[Supplied information]
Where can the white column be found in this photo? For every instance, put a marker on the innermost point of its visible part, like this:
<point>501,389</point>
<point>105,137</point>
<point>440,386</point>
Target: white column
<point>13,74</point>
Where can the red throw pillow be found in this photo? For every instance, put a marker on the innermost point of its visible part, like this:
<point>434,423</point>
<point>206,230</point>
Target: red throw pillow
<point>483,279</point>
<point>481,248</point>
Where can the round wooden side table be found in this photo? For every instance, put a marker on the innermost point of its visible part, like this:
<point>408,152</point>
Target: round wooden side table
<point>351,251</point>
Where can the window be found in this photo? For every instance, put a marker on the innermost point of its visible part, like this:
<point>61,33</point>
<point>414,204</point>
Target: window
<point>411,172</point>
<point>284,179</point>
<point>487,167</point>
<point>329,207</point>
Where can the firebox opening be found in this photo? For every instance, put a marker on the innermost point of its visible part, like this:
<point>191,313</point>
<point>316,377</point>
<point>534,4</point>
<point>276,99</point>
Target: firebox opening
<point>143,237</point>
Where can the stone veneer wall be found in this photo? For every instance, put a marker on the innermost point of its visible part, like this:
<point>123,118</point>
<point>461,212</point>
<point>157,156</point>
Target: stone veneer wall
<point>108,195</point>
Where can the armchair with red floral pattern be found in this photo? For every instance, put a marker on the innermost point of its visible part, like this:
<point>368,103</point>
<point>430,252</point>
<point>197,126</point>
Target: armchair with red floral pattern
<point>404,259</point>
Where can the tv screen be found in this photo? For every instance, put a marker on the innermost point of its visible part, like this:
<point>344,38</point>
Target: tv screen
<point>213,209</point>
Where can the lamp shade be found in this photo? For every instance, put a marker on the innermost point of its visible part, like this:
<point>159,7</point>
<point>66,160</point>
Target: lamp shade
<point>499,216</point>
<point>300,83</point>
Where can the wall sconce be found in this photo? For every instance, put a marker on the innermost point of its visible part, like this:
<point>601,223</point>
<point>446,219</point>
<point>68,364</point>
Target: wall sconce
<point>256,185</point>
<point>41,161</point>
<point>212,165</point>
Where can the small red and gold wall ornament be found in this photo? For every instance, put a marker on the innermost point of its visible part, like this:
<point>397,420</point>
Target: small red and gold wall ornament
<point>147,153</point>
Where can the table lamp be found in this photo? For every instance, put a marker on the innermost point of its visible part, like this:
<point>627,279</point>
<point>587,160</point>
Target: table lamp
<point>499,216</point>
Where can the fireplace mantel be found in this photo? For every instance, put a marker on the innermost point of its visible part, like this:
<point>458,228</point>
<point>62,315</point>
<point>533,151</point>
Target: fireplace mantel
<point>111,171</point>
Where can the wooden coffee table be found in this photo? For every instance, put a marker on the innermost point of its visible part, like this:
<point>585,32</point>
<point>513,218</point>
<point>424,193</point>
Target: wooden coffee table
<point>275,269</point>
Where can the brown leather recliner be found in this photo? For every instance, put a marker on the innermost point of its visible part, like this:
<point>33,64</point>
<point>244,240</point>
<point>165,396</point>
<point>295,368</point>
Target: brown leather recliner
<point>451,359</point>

[Assignment] Set down, exactly as they appear, the line holding "Target: table lamp" and every line after it until the records end.

[Answer space]
Target: table lamp
<point>499,216</point>
Where can the fireplace mantel be found in this photo? For every instance, put a marker on the innermost point of its visible part, like this:
<point>458,228</point>
<point>62,315</point>
<point>533,151</point>
Target: fireplace mantel
<point>111,171</point>
Where can the wooden coffee table be found in this photo? For every instance, put a marker on the innermost point of its visible part, like this:
<point>585,32</point>
<point>513,218</point>
<point>424,193</point>
Target: wooden coffee table
<point>275,269</point>
Where can the brown leather recliner be found in this photo? For every instance, put a marker on the innermost point of its visible part, like this:
<point>33,64</point>
<point>244,240</point>
<point>165,396</point>
<point>295,368</point>
Target: brown leather recliner
<point>451,359</point>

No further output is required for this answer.